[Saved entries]
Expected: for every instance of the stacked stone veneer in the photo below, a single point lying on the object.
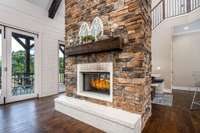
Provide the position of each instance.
(131, 66)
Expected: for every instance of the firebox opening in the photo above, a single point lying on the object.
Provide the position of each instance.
(98, 82)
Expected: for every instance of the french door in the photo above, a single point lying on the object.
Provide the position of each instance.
(2, 65)
(18, 69)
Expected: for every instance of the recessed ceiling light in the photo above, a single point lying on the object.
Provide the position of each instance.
(186, 28)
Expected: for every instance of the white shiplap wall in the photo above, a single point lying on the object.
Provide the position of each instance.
(25, 15)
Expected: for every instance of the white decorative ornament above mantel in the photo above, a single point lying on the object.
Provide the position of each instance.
(96, 30)
(84, 29)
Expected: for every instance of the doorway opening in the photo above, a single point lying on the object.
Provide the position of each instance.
(61, 67)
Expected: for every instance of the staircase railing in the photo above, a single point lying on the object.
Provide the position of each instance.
(170, 8)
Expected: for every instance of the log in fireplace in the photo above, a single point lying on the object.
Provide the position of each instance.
(94, 80)
(98, 82)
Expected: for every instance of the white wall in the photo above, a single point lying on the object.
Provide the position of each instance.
(162, 44)
(27, 16)
(186, 53)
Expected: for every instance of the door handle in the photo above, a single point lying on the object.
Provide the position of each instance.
(5, 69)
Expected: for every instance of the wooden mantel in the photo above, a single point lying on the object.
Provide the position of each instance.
(96, 47)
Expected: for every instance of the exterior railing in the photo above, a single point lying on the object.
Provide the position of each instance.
(61, 78)
(22, 83)
(170, 8)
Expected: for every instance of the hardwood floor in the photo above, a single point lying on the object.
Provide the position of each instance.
(175, 119)
(38, 116)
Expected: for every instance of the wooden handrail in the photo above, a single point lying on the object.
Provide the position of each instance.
(170, 8)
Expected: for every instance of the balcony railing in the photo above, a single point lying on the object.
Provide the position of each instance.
(22, 83)
(61, 78)
(170, 8)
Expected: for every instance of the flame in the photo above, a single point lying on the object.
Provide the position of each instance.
(100, 84)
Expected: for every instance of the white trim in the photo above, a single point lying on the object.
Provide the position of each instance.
(108, 119)
(184, 88)
(186, 32)
(9, 97)
(3, 83)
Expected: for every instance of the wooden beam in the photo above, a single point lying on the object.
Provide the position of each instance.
(23, 36)
(110, 44)
(54, 8)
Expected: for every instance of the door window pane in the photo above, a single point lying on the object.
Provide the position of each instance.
(23, 54)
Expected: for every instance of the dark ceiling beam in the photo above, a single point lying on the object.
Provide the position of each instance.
(54, 8)
(23, 36)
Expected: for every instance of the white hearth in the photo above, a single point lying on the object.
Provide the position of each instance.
(95, 68)
(108, 119)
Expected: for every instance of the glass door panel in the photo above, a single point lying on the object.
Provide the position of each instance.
(2, 66)
(1, 41)
(21, 65)
(61, 68)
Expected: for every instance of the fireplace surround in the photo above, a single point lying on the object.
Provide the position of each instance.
(95, 80)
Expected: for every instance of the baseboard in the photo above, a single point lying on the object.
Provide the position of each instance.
(184, 88)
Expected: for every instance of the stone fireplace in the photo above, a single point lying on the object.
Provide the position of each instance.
(105, 72)
(95, 80)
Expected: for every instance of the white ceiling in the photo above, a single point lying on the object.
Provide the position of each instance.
(45, 4)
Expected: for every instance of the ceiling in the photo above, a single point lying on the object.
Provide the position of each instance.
(45, 4)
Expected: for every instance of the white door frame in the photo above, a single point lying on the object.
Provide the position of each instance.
(4, 67)
(9, 97)
(59, 84)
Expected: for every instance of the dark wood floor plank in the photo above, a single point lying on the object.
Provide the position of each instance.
(39, 116)
(176, 119)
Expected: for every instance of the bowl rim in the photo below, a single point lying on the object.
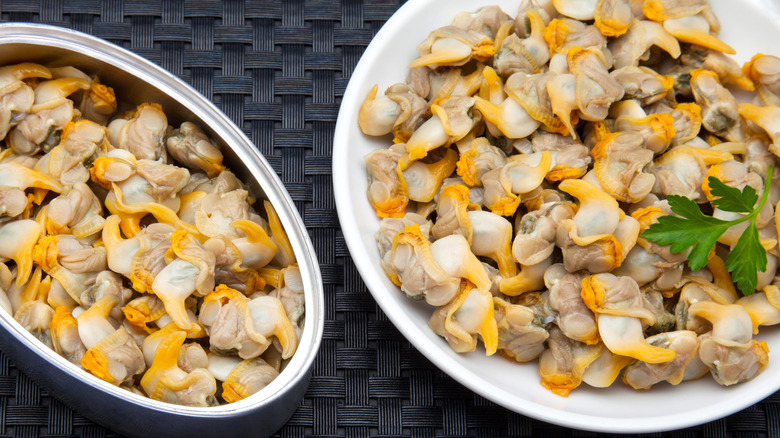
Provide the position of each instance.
(378, 287)
(298, 368)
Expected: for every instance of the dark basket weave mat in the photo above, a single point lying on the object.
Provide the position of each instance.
(278, 69)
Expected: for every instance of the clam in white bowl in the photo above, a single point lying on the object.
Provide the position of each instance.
(750, 26)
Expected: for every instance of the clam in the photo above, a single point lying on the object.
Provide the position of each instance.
(617, 303)
(142, 134)
(729, 350)
(572, 126)
(191, 147)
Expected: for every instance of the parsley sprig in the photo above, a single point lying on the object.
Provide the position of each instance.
(692, 228)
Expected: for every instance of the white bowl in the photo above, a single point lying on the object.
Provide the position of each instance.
(750, 26)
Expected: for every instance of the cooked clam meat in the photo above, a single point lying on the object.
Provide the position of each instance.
(572, 127)
(129, 248)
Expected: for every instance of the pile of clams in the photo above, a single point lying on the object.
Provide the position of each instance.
(129, 248)
(528, 156)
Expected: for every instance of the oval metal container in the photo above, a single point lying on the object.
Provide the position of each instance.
(137, 80)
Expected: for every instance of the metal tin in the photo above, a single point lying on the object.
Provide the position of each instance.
(137, 80)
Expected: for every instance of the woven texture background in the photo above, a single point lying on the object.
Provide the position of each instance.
(278, 70)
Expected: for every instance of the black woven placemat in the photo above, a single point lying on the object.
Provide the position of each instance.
(278, 69)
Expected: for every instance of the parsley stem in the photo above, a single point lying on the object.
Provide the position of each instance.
(765, 194)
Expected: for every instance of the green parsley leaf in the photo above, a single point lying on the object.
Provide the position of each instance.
(746, 259)
(692, 229)
(699, 232)
(730, 198)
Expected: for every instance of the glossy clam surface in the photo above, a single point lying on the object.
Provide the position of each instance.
(517, 386)
(136, 80)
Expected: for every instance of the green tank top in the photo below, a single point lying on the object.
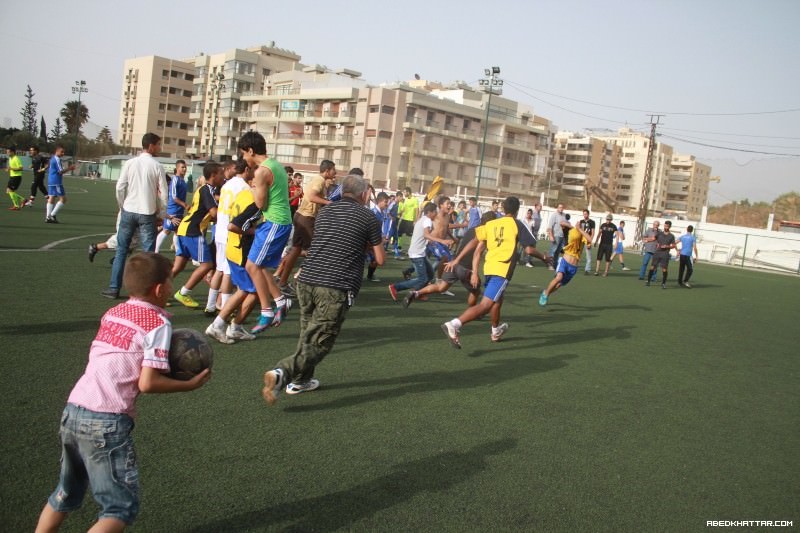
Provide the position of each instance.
(277, 211)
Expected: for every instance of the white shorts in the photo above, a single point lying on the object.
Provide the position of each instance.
(221, 261)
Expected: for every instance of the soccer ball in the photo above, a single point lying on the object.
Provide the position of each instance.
(189, 354)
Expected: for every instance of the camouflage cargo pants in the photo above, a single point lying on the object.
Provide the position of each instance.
(322, 312)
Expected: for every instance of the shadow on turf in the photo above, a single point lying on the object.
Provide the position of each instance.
(490, 374)
(53, 327)
(343, 509)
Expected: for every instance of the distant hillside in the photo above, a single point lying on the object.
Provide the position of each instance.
(786, 207)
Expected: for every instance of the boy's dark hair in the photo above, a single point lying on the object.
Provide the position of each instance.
(241, 166)
(144, 271)
(511, 205)
(211, 168)
(487, 217)
(148, 139)
(253, 140)
(429, 207)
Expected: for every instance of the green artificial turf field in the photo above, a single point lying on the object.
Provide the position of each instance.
(615, 408)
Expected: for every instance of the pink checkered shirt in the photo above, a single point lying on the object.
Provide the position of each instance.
(132, 335)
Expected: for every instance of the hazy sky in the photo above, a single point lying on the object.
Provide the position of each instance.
(723, 72)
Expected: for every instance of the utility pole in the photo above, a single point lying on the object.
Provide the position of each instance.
(648, 170)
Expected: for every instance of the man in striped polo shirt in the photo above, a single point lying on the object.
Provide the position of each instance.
(328, 285)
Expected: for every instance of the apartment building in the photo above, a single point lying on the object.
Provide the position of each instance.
(583, 170)
(403, 134)
(687, 191)
(156, 97)
(220, 82)
(194, 103)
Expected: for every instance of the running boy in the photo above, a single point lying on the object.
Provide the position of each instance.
(128, 356)
(499, 237)
(568, 264)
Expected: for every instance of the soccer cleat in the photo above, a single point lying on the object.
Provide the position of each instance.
(297, 388)
(543, 299)
(273, 381)
(280, 314)
(237, 332)
(452, 335)
(409, 298)
(262, 324)
(186, 300)
(218, 334)
(288, 291)
(501, 330)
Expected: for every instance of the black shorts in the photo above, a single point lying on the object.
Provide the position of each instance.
(660, 258)
(463, 275)
(303, 231)
(604, 250)
(406, 227)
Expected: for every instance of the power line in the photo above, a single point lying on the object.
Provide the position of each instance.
(727, 147)
(648, 111)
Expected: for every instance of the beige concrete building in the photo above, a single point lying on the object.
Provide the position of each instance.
(583, 171)
(401, 134)
(687, 191)
(156, 97)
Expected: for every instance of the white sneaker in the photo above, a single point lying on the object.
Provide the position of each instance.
(501, 330)
(238, 333)
(218, 334)
(297, 388)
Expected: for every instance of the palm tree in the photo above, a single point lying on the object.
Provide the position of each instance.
(74, 119)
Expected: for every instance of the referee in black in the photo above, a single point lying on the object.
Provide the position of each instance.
(328, 284)
(39, 164)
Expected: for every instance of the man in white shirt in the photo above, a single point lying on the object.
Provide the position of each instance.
(142, 198)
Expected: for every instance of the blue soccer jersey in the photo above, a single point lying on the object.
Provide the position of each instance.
(55, 172)
(177, 189)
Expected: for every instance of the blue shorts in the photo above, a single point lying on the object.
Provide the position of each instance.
(440, 251)
(268, 244)
(195, 247)
(97, 453)
(494, 287)
(240, 278)
(567, 270)
(168, 225)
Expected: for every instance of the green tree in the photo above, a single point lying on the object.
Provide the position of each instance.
(74, 116)
(57, 132)
(29, 112)
(104, 137)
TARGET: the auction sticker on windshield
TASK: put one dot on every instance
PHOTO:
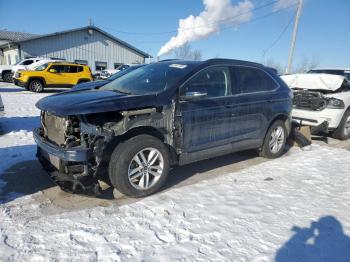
(178, 66)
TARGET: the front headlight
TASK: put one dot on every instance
(335, 103)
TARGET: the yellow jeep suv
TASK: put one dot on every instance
(54, 74)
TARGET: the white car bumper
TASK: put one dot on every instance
(316, 118)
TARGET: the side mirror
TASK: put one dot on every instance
(194, 95)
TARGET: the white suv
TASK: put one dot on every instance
(321, 101)
(341, 71)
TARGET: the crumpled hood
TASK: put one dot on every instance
(314, 81)
(93, 101)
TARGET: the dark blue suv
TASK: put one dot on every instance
(133, 129)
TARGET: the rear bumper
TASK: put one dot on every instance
(19, 83)
(78, 154)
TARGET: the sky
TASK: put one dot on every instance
(323, 36)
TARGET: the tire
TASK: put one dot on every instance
(274, 149)
(36, 86)
(7, 77)
(343, 130)
(126, 161)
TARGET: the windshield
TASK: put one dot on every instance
(149, 79)
(41, 67)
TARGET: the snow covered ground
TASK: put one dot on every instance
(295, 208)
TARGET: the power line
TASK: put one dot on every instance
(191, 28)
(279, 36)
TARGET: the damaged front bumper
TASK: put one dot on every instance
(68, 168)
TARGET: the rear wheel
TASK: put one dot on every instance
(343, 130)
(275, 140)
(36, 86)
(7, 77)
(139, 166)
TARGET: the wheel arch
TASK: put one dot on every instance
(83, 80)
(146, 130)
(283, 117)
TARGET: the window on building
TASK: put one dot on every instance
(251, 80)
(81, 62)
(99, 66)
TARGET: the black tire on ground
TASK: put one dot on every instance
(122, 160)
(7, 77)
(343, 130)
(36, 86)
(268, 150)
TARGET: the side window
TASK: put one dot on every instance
(252, 80)
(71, 69)
(81, 62)
(27, 62)
(215, 81)
(58, 68)
(99, 66)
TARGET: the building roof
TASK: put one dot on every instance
(87, 28)
(14, 36)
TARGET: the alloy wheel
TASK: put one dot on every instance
(145, 168)
(276, 140)
(36, 86)
(347, 126)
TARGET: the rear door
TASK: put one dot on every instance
(252, 107)
(206, 121)
(56, 78)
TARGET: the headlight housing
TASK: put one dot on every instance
(335, 103)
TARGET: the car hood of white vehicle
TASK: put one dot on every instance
(314, 81)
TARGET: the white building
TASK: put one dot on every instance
(86, 45)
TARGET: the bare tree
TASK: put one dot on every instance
(186, 52)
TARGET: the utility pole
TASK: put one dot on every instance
(294, 37)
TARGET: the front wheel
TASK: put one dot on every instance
(343, 130)
(139, 166)
(275, 140)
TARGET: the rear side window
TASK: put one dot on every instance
(27, 62)
(71, 69)
(215, 81)
(251, 80)
(58, 68)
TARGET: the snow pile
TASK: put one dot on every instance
(243, 216)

YOUR TASK -
Which lines of the data contain the string "stone"? Copy each of them.

WRITTEN SOLUTION -
Expected: for every instance of the stacked stone veneer in the photo below, a single point lying on the object.
Expected: for every instance of the stone fireplace in the photo above, a single point lying on the object.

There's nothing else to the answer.